### Page
Some of these cache protocols as specified in RFC 3040[7] are: ICP[2] CARP[3] Digests[4] HTCP[5] WCCP[6] other mechanisms for cooperative caching include ICAP[8], non HTTP mechanisms like Memcached and others. This survey documents and compares the characteristics of various caching protocols.

Some protocols are oriented towards a particular kind of deployment, e.g ICP is oriented towards a hierarchical model of deployment while CARP is oriented towards a flat deployment. Some protocols allow easy addition of new caches to the cluster while some like WCCP has inherent restrictions on the number of caches that can serve at a single level. A few of the protocols have restrictions as the the environments in which they can be deployed, and are different from the other caches. For e.g WCCP can only be deployed as an Intercepting Proxy and requires specialized equipment or operating system support to function. It is also limited to subnets in terms of the cache membership. On the other hand ICP requires use of UDP which may prevent it from operating across fire-walls. This survey will also document the common deployment scenarios for each protocol.

### Exercise material

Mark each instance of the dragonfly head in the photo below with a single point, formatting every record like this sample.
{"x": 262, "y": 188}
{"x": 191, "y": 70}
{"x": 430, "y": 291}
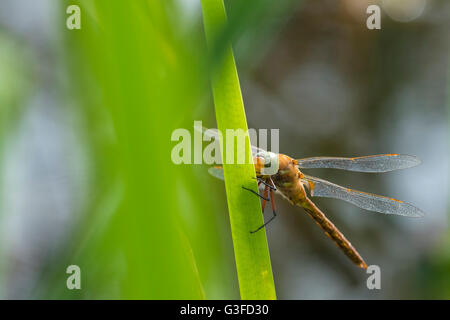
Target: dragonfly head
{"x": 266, "y": 163}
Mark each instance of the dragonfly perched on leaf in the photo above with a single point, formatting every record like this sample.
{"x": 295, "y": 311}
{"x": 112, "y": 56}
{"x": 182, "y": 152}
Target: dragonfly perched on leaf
{"x": 289, "y": 181}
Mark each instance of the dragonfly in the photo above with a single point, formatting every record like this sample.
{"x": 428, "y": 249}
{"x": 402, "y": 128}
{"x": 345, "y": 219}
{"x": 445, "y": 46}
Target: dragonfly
{"x": 292, "y": 184}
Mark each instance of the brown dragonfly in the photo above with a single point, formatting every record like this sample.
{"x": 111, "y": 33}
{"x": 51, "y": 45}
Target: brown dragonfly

### Required work
#1 In the records starting at the line that contains "Mark each instance of the dragonfly perched" and ending at the end of the records, replace "sample" with "template". Give back only those lines, with everything else unchanged.
#2 Carry on the caching protocols survey from its last sentence.
The records and the caching protocols survey come from unrelated sources.

### The answers
#1
Mark each instance of the dragonfly perched on leaf in the photo above with a single point, formatting every record like this template.
{"x": 295, "y": 311}
{"x": 112, "y": 56}
{"x": 182, "y": 152}
Target: dragonfly perched on leaf
{"x": 289, "y": 181}
Mark each instance of the dragonfly in the photo above with a single point, formatting every record like this template.
{"x": 428, "y": 249}
{"x": 402, "y": 128}
{"x": 345, "y": 219}
{"x": 445, "y": 46}
Target: dragonfly
{"x": 292, "y": 184}
Mark each instance of the brown dragonfly in the photo above with a single point, formatting every record like this template.
{"x": 111, "y": 33}
{"x": 51, "y": 45}
Target: brown dragonfly

#2
Caching meshes can be formed by using any of the these protocols so as to provide a faster service to the client and lighter load on the content servers. This survey will also document the restrictions and deficiencies with each protocol with regards to the deployment of cache meshes and mesh topologies for each where they can be used effectively.

Why Cache

Caching reduces the latency for an individual user
Reduces the load on the server
Reduces the traffic in the network
Provides redundancy and fault tolerance for servers

Types Of Caches

There are essentially three types of HTTP Caches

A Browser Cache maintains a local copy of object at the client machine. This reduces the need to re-retrieve the object when the same object is a part of multiple documents. It also avoids the need for traffic when a page has to be viewed again.
A Proxy Cache is maintained at the Proxy Server that the HTTP request passes through. There may be multiple Proxy Servers or none at all depending on the configuration of the browser and depending on interception of HTTP Requests are done. A normal Proxy Server has to be configured in the HTTP Client to be added as an intermediary in the HTTP Request path, while an Interception Proxy is introduced by the router with out knowledge or effort by the HTTP Client such as a browser.
A Replica Cache is maintained at the Surrogate (or a Reverse Proxy or a Load Balancer). A Surrogate is defined in RFC 3040 as “A gateway co-located with an origin server”.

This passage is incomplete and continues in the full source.